---------- TEXTO

O preço dos alimentos bate recordes e aumenta a fome. Artigo de José Eustáquio Diniz Alves

 

“No Brasil, depois de recuar significativamente até meados da década passada, a fome voltou a crescer”, escreve José Eustáquio Diniz Alves, demógrafo e pesquisador em meio ambiente, em artigo publicado por EcoDebate, 14-04-2021.

 

Eis o artigo.

 

A água e a comida são dois bens essenciais para a vida de qualquer espécie viva da Terra. A história da humanidade é a história da luta pela sobrevivência e pela segurança alimentar. Desde os tempos bíblicos a fome assusta as diversas populações nacionais. Na Revolução Francesa o povo foi para as ruas dizer que não tinha pão para comer e a alienada rainha Maria Antonieta deu como alternativa comer brioche. Historicamente, a fome está sempre associada à revoltas e revoluções. Aumento da carestia é sempre um alerta.

Índice de Preços de Alimentos da FAO (FFPI) é uma medida da variação mensal dos preços internacionais de uma cesta de commodities alimentares. Consiste na média de cinco índices de preços de grupos de commodities ponderados pelas participações médias de exportação de cada um dos grupos no período 2014-2016. Ele é um importante indicador da segurança alimentar no mundo.

O FFPI da FAO, em valor real, teve um curto pico acima de 120 pontos em meados da década de 1970, em decorrência do primeiro choque do petróleo, mas atingiu os valores mais baixos da série entre 1985 e 2005. Contudo, a perspectiva é de alta no século XXI. O preço dos alimentos caiu no início da pandemia da covid-19, mas voltou a subir a partir de maio de 2020. O FFPI teve média de 107,5 pontos em dezembro de 2020, valor bem superior aos 91,0 pontos de maio. Para o conjunto do ano de 2020 o valor foi de 97,9 pontos, bem acima dos 91,9 pontos de 2016, embora abaixo do recorde de 120 pontos (em termos reais) de 2011. O preocupante é que os preços voltaram para o patamar de 120 pontos.

--------------------
---------- INFORMAÇÕES FORNECIDAS

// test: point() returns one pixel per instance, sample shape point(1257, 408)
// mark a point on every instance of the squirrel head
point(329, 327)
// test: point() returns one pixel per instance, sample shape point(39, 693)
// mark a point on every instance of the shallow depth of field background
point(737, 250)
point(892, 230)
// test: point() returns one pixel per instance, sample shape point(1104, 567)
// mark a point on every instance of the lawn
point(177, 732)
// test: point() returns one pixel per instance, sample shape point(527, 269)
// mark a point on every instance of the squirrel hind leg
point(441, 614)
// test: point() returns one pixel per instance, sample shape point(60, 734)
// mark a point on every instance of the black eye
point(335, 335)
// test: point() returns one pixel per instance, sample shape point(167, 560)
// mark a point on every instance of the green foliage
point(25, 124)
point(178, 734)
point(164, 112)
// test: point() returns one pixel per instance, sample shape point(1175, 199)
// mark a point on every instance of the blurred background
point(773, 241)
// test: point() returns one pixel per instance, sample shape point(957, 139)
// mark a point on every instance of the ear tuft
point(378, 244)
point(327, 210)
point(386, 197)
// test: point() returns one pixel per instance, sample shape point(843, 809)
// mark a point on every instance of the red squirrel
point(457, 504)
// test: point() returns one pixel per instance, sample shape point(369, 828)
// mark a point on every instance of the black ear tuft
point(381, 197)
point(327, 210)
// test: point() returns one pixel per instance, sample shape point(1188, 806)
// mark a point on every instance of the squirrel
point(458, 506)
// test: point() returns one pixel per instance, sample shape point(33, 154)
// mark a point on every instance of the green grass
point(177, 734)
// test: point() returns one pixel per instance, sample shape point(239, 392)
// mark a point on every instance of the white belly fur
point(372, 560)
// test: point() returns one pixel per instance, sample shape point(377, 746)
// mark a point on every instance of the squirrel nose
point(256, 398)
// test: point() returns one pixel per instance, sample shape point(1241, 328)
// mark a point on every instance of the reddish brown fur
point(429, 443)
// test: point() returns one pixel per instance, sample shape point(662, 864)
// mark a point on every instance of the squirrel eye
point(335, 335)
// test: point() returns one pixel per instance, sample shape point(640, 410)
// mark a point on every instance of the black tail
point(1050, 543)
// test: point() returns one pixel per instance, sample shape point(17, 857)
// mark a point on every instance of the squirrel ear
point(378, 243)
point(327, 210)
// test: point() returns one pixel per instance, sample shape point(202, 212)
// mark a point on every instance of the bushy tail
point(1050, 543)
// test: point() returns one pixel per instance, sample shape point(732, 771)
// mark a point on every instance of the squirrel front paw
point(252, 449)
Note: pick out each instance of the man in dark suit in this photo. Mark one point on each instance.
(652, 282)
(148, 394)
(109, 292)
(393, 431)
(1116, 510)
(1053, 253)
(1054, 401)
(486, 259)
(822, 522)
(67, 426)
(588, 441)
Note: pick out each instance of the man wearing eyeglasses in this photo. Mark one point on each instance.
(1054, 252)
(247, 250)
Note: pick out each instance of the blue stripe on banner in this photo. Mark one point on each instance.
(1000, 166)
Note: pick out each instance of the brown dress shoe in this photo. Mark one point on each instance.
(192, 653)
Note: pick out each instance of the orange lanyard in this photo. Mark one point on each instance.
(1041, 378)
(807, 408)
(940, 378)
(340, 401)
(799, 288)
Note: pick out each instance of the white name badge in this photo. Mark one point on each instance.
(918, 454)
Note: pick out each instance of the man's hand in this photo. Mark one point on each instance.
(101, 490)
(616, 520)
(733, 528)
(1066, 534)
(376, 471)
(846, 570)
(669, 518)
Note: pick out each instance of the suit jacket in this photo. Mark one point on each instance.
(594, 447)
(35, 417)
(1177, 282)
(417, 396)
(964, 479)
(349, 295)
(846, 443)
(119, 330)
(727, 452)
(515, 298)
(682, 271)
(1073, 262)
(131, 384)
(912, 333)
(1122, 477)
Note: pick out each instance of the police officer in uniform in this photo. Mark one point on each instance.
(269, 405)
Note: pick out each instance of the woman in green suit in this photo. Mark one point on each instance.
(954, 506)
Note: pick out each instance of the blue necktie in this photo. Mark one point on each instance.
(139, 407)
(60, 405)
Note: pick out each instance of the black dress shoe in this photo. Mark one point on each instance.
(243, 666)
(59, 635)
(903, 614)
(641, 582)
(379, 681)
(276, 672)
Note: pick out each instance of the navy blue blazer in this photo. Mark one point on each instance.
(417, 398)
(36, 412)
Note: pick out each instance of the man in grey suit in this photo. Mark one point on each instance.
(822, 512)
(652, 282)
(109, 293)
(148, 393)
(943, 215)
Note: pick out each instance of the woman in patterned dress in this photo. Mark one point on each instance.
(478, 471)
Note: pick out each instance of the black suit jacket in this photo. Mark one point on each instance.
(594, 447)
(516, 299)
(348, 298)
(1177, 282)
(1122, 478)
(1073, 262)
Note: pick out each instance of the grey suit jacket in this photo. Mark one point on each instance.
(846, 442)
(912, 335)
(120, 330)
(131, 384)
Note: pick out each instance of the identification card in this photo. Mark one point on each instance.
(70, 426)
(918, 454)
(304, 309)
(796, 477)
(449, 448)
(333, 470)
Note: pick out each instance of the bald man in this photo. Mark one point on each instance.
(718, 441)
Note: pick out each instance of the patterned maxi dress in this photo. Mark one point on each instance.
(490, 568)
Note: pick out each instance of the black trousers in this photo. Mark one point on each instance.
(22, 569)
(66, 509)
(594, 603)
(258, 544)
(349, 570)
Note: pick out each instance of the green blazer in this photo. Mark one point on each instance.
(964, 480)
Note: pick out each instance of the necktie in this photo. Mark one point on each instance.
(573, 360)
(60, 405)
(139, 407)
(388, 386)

--------------------

> _INSTRUÇÃO A_
Transcreva do artigo sobre o preço dos alimentos o trecho que começa com as palavras "O preço dos alimentos bate" e termina com "Eis o artigo.".
> _INSTRUÇÃO B_
Segundo o artigo sobre o preço dos alimentos, qual foi a média do FFPI em dezembro de 2020?
> _INSTRUÇÃO C_
Dê continuidade ao artigo sobre o preço dos alimentos, começando logo depois da última frase apresentada.

> _RESULTADO A_
O preço dos alimentos bate recordes e aumenta a fome. Artigo de José Eustáquio Diniz Alves

 

“No Brasil, depois de recuar significativamente até meados da década passada, a fome voltou a crescer”, escreve José Eustáquio Diniz Alves, demógrafo e pesquisador em meio ambiente, em artigo publicado por EcoDebate, 14-04-2021.

 

Eis o artigo.

> _RESULTADO B_
107,5 pontos.

> _RESULTADO C_
fome é uma constante na história humana e seria ilusão imaginar que o mundo estaria livre desta ameaça. O maior volume absoluto de óbitos provocados pela desnutrição aconteceu na década de 1870, quando 20,4 milhões de pessoas morreram por inanição no mundo. Foi nesta época que foi criado o hino “A Internacional” que foi composto em 1871, por Eugène Pottier (1816-1887), que havia sido um dos membros da Comuna de Paris. Os primeiros versos do hino diz: “De pé ó vítimas da fome; De pé famélicos da terra”. Estes versos refletiam a situação daquele momento. A carência de alimentos era uma realidade que ceifava milhões de vítimas.

Na década de 1880 o número de vítimas caiu para menos de 3 milhões, mas voltou a subir para quase 10 milhões na década de 1890. Surpreendentemente, o número de óbitos por fome diminuiu na década de 1910 – quando houve a Primeira Guerra Mundial – mesmo sendo o número de 2,6 milhões ainda muito elevado. Na década de 1920 a fome cresceu muito novamente, atingindo 16 milhões de vítimas fatais devido, principalmente, à situação da União Soviética e da China. Na década de 1940 – quando aconteceu a Segunda Guerra Mundial – a fome bateu todos os recordes do século XX, com 18,6 milhões de vítimas. Na década de 1960 a fome voltou a assustar, mas principalmente pela grande crise provocada pelos equívocos da política de “Um grande salto para frente” da China. Passado a grande tragédia na China na década de 1960, o número de vítimas da insegurança alimentar diminuiu muito no mundo nas décadas seguintes, sendo que o número de mortes atingiu o menor nível na década passada (2011-20).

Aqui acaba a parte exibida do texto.